Required work -
a) In the post on poison ivy and stinging nettle, rewrite the part between "I’ve had Stinging" and "plenty tall enough!)", inclusive, swapping "creeks" for "streams".
b) According to the post on poison ivy and stinging nettle, what oily resin do poison ivy and poison oak contain?
c) Carry on writing the post on poison ivy and stinging nettle, starting right after its final sentence.

The game cam has been bit slow of late--except for this one squirrel. . .
But I did come across some things you’ll want to generally avoid in the forest.
I was just about to post this, and a friend in Virginia sent me a mirror image of a plant on Messenger that she was looking at, asking my to identify it. And yes—it’s poison ivy. Poison ivy (as well as position oak) contains any oily resin called urushiol and can cause a severe rash that can last for weeks. General first aid is to wash the affected area immediately with soap and water. (I recommend washing the clothes you were wearing as well.) More severe/allergic reactions may require medical treatment. There are slight physical variations in the plant across the country—and poison ivy can even have small berries (also to be avoided).
A good rule to remember is the Rule of Three: if has leaves of three (at the node), leave it be! (This rule likewise applies to poison oak—which also contains urushiol.)
While perhaps not as well known as Poison Ivy, brushing up against this pin cushion, Stinging Nettle, will definitely get your attention. Think wasp or bee sting, and you're on the right track. (Note: I’ve seen coonhounds yelp when running into a patch—and coonhounds are often quite stoic.)
I’ve had Stinging Nettle go through blue jean shirts and pants with relative ease. Stinging nettle is often found near creeks or wetlands but can also grow in an open field, so it's pretty versatile. Further, this plant can grow 6 to 8 feet tall (per the NYS DEC)--although I've only seen it about waist high (which was plenty tall enough!)

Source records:
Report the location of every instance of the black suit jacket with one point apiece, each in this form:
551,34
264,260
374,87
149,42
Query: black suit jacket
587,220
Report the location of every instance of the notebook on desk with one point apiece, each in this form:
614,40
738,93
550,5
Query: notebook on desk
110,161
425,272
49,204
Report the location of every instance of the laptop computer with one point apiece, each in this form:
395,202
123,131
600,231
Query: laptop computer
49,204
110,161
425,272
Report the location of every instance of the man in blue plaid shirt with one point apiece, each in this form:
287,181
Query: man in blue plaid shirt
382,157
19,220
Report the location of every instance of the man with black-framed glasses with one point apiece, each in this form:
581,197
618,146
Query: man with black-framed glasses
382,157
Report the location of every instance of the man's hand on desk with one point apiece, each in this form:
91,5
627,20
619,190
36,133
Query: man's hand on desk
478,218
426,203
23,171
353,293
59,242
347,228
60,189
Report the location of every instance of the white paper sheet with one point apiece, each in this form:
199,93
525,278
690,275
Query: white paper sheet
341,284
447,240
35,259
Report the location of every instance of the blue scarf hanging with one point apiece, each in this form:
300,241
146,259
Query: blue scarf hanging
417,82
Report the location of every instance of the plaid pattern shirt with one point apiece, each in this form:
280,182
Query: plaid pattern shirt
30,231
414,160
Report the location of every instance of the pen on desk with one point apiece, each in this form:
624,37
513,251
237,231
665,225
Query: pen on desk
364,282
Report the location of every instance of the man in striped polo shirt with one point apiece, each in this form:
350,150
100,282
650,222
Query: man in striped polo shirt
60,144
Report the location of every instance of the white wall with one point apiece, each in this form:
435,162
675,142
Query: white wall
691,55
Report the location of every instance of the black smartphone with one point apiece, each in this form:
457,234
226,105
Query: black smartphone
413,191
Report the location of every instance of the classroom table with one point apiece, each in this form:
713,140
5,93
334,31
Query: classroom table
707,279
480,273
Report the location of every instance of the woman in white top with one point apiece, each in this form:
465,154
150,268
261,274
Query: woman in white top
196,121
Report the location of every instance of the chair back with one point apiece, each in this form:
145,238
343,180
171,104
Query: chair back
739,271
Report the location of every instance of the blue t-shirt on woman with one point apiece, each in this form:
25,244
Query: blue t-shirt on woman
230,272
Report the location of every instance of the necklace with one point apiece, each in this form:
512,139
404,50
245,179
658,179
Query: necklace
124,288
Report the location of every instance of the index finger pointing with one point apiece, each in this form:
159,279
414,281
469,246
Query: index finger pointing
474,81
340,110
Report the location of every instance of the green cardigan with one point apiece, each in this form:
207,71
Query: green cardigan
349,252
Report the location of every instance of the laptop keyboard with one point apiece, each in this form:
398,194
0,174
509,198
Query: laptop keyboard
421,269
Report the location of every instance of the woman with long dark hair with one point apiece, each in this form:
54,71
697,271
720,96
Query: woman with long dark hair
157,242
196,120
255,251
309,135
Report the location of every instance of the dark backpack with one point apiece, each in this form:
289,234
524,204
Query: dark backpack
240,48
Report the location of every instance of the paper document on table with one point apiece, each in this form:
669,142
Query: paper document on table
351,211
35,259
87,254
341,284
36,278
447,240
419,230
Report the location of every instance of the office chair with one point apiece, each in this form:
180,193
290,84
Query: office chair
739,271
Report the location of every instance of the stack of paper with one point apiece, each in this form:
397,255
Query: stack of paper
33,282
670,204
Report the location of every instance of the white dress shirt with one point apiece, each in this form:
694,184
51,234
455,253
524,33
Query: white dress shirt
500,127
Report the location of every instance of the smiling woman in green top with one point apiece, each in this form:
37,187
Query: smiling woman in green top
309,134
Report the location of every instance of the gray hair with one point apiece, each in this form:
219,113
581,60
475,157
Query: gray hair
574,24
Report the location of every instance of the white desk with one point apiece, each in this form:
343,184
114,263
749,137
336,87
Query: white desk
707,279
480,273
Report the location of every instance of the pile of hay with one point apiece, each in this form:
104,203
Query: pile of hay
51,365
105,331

Per-task outputs -
a)
I’ve had Stinging Nettle go through blue jean shirts and pants with relative ease. Stinging nettle is often found near streams or wetlands but can also grow in an open field, so it's pretty versatile. Further, this plant can grow 6 to 8 feet tall (per the NYS DEC)--although I've only seen it about waist high (which was plenty tall enough!)

b) Urushiol.

c)
Virginia Ivy (aka, Virginia Creeper)
While NOT poison oak—Virginia Ivy (or Virginia Creeper) is often confused with poison oak. (In truth, Virginia Ivy's leaves do somewhat resemble that of the chestnut [or rock] oak.)
But notice that Virginia Ivy violates the “Rule of Three” mentioned earlier and has 5 leaves--so it's relatively easy to distinguish from poison oak or ivy.
In one video I watched, Virginia Ivy was growing side by side with Poison Ivy--and while I think that is certainly possible, the video implied they were a common pairing, which I don't believe is the case (at least, not in my experience.)
That said—while Virginia Ivy may not cause the same rash as poison ivy when touched, if consumed, Virginia Ivy can cause some serious digestive problems—so don’t eat it!
Note: when I run across some poison oak, I'll be sure to post a picture.